* _Texto apresentado_:
****************************************

Um livro que recomendo é o da autora Clarissa Pinkola Estés:"Mulheres que correm com os lobos - Mitos e histórias do arquétipo da mulher selvagem".
É um livro que interpreta 19 lendas e histórias antigas, entre elas as de Barba-Azul, Patinho Feio, Sapatinhos Vermelhos e La Llorona. A escritora busca identificar o arquétipo da Mulher Selvagem ou a essência da alma feminina, sua psique instintiva mais profunda e propõe o resgate desse passado longínquo, como forma de atingir a verdadeira libertação.
Publiquei em uma postagem anterior o conto intitulado "A pequena vendedora de fósforos" na versão de Hans Christian Andersen. Esta história é antiga, contada pelo mundo todo e em diferentes versões.
Muita gente vê essas histórias como superficiais e piegas, considero um erro por não perceberem a essência e a profunda "expressão da psique humana" envolta nestes enredos.
Então resolvi partilhar alguns trechos do livro "Mulheres que correm com os lobos", relacionados ao conto "A pequena vendedora de fósforo".
Trechos selecionados do livro:
(....)
Afugentando a fantasia criativa
Essa criança (a meninha vendedora de fósforo) está num ambiente em que as pessoas não se importam com ela.

****************************************

* _Exercícios_:
1. Reescreva o trecho do texto apresentado que começa em "Publiquei em uma" e vai até "em diferentes versões.", trocando "postagem" por "publicação".
2. Diga se cada afirmação abaixo está de acordo com o texto apresentado. Responda sim ou não e cite as palavras do texto que decidem a questão.
(a) O livro recomendado interpreta 19 lendas e histórias antigas.
(b) O conto "A pequena vendedora de fósforos" é uma história recente.
(c) A criança do conto vive num ambiente em que as pessoas se importam com ela.
3. Segundo o texto apresentado, de quem é a versão do conto "A pequena vendedora de fósforos" publicada na postagem anterior?

* _Registros de dados_:

****************************************

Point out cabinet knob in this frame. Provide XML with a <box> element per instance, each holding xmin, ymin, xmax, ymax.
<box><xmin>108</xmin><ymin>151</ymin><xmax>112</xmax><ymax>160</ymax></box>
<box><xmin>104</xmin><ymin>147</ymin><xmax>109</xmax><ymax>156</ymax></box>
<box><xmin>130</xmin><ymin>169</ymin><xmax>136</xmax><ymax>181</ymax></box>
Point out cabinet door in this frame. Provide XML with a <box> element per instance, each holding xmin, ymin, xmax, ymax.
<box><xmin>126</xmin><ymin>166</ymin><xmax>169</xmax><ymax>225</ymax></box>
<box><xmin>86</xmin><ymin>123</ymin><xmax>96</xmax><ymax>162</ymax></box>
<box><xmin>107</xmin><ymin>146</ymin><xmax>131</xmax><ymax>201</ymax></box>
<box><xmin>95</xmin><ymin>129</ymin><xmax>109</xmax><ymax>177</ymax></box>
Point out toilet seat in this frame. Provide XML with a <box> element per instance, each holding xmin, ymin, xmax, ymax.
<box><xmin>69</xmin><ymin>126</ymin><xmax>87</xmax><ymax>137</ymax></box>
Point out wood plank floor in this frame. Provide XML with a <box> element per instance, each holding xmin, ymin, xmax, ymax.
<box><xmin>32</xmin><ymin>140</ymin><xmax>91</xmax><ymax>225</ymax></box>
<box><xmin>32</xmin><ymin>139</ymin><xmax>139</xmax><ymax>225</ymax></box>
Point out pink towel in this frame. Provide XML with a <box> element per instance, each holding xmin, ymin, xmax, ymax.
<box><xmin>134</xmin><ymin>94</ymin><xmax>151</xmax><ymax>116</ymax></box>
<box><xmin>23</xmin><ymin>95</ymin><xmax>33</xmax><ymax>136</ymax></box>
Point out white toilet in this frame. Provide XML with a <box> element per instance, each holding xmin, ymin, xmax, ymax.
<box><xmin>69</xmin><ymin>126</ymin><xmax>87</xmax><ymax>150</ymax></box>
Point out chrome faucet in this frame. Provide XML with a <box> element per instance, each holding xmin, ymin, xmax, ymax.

****************************************

* _Respostas por tarefa_:
1.
Publiquei em uma publicação anterior o conto intitulado "A pequena vendedora de fósforos" na versão de Hans Christian Andersen. Esta história é antiga, contada pelo mundo todo e em diferentes versões.

2.
(a) Sim: "É um livro que interpreta 19 lendas e histórias antigas".
(b) Não: "Esta história é antiga, contada pelo mundo todo e em diferentes versões."
(c) Não: "está num ambiente em que as pessoas não se importam com ela."

3. De Hans Christian Andersen.